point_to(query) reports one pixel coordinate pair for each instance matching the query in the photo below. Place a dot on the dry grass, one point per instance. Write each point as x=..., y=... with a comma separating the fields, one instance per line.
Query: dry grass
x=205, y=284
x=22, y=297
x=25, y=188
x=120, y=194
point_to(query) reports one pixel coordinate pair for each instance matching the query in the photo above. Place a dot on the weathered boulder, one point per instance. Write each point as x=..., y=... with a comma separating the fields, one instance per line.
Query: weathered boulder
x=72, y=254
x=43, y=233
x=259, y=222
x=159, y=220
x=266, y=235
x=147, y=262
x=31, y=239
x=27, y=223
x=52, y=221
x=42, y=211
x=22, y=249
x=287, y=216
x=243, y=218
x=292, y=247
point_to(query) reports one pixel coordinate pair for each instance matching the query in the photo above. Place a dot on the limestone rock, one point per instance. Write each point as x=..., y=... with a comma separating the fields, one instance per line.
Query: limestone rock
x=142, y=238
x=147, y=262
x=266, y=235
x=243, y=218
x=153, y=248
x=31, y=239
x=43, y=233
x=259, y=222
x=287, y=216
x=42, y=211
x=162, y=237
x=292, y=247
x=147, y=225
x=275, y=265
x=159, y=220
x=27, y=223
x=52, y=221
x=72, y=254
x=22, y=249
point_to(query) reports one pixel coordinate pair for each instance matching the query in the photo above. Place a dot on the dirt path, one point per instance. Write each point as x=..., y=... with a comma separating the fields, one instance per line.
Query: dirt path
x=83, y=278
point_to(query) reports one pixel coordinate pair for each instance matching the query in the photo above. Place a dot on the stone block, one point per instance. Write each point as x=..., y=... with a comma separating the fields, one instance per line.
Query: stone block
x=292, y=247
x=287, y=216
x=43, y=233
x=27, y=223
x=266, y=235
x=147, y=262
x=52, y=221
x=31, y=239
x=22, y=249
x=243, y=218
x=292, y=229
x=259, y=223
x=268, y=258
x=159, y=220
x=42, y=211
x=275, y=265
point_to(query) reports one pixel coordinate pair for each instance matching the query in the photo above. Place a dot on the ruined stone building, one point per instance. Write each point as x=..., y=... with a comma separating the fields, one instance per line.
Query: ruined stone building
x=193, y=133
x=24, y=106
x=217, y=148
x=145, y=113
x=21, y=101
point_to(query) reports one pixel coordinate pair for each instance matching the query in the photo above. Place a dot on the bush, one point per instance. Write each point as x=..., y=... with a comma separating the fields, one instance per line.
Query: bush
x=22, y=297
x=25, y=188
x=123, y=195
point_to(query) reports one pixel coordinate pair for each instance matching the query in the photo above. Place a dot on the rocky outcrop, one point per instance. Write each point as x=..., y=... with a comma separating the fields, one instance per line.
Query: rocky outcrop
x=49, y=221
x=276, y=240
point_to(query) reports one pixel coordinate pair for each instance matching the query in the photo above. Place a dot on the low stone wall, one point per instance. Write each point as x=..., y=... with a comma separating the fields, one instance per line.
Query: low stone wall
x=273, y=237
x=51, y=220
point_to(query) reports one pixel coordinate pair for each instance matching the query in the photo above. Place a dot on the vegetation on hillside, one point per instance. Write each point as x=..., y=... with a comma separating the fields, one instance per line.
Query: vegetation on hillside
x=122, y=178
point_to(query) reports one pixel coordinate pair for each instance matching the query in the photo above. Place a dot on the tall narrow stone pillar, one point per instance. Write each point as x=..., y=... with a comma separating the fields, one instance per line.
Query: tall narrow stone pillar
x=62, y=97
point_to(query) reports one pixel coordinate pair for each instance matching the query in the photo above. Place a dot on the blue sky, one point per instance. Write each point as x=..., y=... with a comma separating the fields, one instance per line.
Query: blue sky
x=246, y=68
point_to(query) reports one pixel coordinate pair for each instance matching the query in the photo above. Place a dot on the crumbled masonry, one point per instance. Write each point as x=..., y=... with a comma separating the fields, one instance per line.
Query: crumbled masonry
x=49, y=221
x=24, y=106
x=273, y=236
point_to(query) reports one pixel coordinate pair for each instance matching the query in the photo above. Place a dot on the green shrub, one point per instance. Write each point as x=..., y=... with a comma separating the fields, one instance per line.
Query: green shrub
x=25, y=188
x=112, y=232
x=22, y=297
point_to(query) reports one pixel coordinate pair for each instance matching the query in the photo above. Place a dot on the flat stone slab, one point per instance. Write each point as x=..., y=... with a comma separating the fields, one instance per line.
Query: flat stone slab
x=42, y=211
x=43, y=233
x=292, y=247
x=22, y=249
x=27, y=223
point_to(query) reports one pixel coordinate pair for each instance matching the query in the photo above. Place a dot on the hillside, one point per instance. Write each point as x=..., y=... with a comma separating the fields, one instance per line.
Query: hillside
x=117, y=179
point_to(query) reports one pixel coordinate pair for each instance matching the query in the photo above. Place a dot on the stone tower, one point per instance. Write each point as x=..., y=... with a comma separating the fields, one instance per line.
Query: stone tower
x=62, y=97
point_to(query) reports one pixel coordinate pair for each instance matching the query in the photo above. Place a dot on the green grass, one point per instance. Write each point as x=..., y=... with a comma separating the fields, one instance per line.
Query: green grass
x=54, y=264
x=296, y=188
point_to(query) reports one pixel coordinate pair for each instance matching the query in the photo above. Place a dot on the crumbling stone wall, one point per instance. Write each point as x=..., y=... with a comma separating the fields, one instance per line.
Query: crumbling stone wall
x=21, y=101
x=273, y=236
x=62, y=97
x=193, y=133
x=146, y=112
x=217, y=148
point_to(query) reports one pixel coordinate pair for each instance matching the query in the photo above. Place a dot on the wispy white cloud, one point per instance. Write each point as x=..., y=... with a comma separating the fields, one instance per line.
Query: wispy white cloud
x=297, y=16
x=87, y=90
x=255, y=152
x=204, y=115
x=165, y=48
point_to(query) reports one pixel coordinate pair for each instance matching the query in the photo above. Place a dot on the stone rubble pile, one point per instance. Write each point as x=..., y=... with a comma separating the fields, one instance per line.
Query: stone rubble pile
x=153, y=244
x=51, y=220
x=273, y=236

++++++++++

Aim of the exercise:
Repeat the material above precisely.

Finished exercise:
point_to(query) reports one pixel coordinate pair for each instance matching the query in the photo below. Place a dot on the dry grass, one point per instance. Write each point as x=..., y=... with a comma separating the fields, one instance per line.
Query: dry grass
x=205, y=284
x=22, y=297
x=25, y=188
x=120, y=194
point_to(query) reports one pixel coordinate pair for each instance matching the query in the photo above. Place a dot on the weathered boulder, one point per instance. Write each point as x=..., y=... with a comma separating the fields, one instance per line.
Query: weathered boulder
x=72, y=254
x=43, y=233
x=259, y=222
x=159, y=220
x=266, y=235
x=147, y=262
x=31, y=239
x=27, y=223
x=52, y=221
x=42, y=211
x=22, y=249
x=287, y=216
x=243, y=218
x=292, y=247
point_to(query) reports one pixel coordinate pair for each instance matching the query in the photo above. Place a dot on the limestone rock, one point per instance. Write each point as x=..., y=... with a comma separating the fields, one instance per line.
Query: limestone rock
x=142, y=238
x=147, y=262
x=266, y=235
x=243, y=218
x=153, y=248
x=31, y=239
x=43, y=233
x=259, y=222
x=287, y=216
x=42, y=211
x=162, y=237
x=292, y=247
x=147, y=225
x=275, y=265
x=159, y=220
x=27, y=223
x=52, y=221
x=72, y=254
x=22, y=249
point_to(query) reports one pixel coordinate pair for each instance matching the query in the photo above. Place a dot on the dirt path, one point per instance. Write each point as x=..., y=... with a comma separating the fields, one instance per line.
Query: dirt path
x=83, y=278
point_to(query) reports one pixel coordinate pair for each instance matching the query in the photo above. Place a dot on the stone block, one point per instance. Write each point as x=..., y=... with a comma separating the fields, one instance per line.
Query: stone block
x=292, y=247
x=287, y=216
x=43, y=233
x=27, y=223
x=266, y=235
x=147, y=262
x=52, y=221
x=31, y=239
x=22, y=249
x=243, y=218
x=292, y=229
x=259, y=223
x=268, y=258
x=159, y=220
x=42, y=211
x=275, y=265
point_to(query) reports one pixel coordinate pair for each instance matching the query in the photo above. Place a dot on the ruined stone building, one point per instance. Write each point as x=..., y=... with a comma separating the fields, one instance per line.
Query: ruined stone building
x=193, y=133
x=24, y=106
x=217, y=148
x=145, y=113
x=21, y=101
point_to(query) reports one pixel coordinate pair for each instance matching the query in the photo above. Place a dot on the bush, one point per instance. Write each point as x=..., y=... with a comma separating the fields, one instance per line.
Query: bush
x=22, y=297
x=25, y=188
x=123, y=195
point_to(query) reports one pixel coordinate pair for each instance matching the query in the photo above. Place a dot on the rocky outcrop, one point per instance. Write each point as x=..., y=... with a comma separating the fields, one instance per line.
Query: rocky outcrop
x=49, y=221
x=276, y=240
point_to(query) reports one pixel coordinate pair for each instance matching the query in the photo above. Place a dot on the low stone wall, one point per instance. Write each point as x=..., y=... with a comma separating the fields, one instance per line.
Query: low stone wall
x=273, y=237
x=51, y=220
point_to(query) reports one pixel coordinate pair for each instance matching the query in the photo above. Place a dot on the vegetation on hillside, one point per instance. Write each point as x=..., y=... with a comma separating the fields, one instance per line.
Query: vegetation on hillside
x=122, y=178
point_to(query) reports one pixel coordinate pair for each instance matching the query in the photo above. Place a dot on the tall narrow stone pillar, one point per instance. Write each point as x=..., y=... with a comma separating the fields, one instance per line.
Query: tall narrow stone pillar
x=62, y=97
point_to(query) reports one pixel coordinate pair for each instance matching the query in the photo above. Place a dot on the blue sky, one point per instance. Write each point as x=..., y=... with a comma separating the fields, one instance per line.
Query: blue sky
x=246, y=68
point_to(query) reports one pixel coordinate pair for each instance matching the query in the photo above. Place a dot on the crumbled masonry, one point per instance. Write each point as x=..., y=... with a comma separating the fields, one instance per line.
Query: crumbled masonry
x=49, y=221
x=24, y=106
x=273, y=236
point_to(query) reports one pixel coordinate pair for each instance matching the query in the photo above. Place a dot on the green shrub, one point per instance. Write each point as x=..., y=... with a comma separating the fields, one instance per line.
Query: green shrub
x=25, y=188
x=112, y=232
x=22, y=297
point_to(query) reports one pixel coordinate pair for each instance matching the query in the photo above. Place a dot on the flat stone slab, one point per instance. Write each point as x=..., y=... with a comma separating the fields, one instance per line.
Query: flat stone slab
x=42, y=211
x=43, y=233
x=292, y=247
x=22, y=249
x=27, y=223
point_to(query) reports one pixel coordinate pair for each instance matching the query in the photo above. Place a dot on the hillside, one point per instance. Write each point as x=..., y=... with a comma separating the fields, one instance per line.
Query: hillside
x=117, y=179
point_to(query) reports one pixel coordinate pair for each instance matching the query in the photo above. Place a dot on the stone tower, one point per instance. Write each point as x=..., y=... with a comma separating the fields, one instance per line.
Query: stone tower
x=62, y=97
point_to(query) reports one pixel coordinate pair for each instance matching the query in the photo above. Place a dot on the green grass, one point per instance. Write each point as x=..., y=... with a comma separating the fields, one instance per line.
Query: green grass
x=54, y=264
x=296, y=188
point_to(query) reports one pixel coordinate pair for each instance matching the query in the photo above. Place a dot on the crumbling stone wall, one point per instance. Write each point as x=..., y=... with a comma separating the fields, one instance per line.
Query: crumbling stone wall
x=21, y=101
x=273, y=236
x=62, y=97
x=193, y=133
x=146, y=112
x=217, y=148
point_to(query) reports one pixel coordinate pair for each instance matching the query in the photo above. Place a dot on the wispy white cloud, one point per instance. Write each point as x=..., y=... with a comma separating the fields, one instance per line.
Query: wispy white cloud
x=297, y=16
x=87, y=90
x=255, y=152
x=204, y=115
x=165, y=48
point_to(query) reports one pixel coordinate pair for each instance matching the query in the photo above. Place a dot on the stone rubble pile, one point per instance. Write each point as x=..., y=... with a comma separating the fields, one instance per line.
Query: stone rubble pile
x=153, y=244
x=51, y=220
x=273, y=236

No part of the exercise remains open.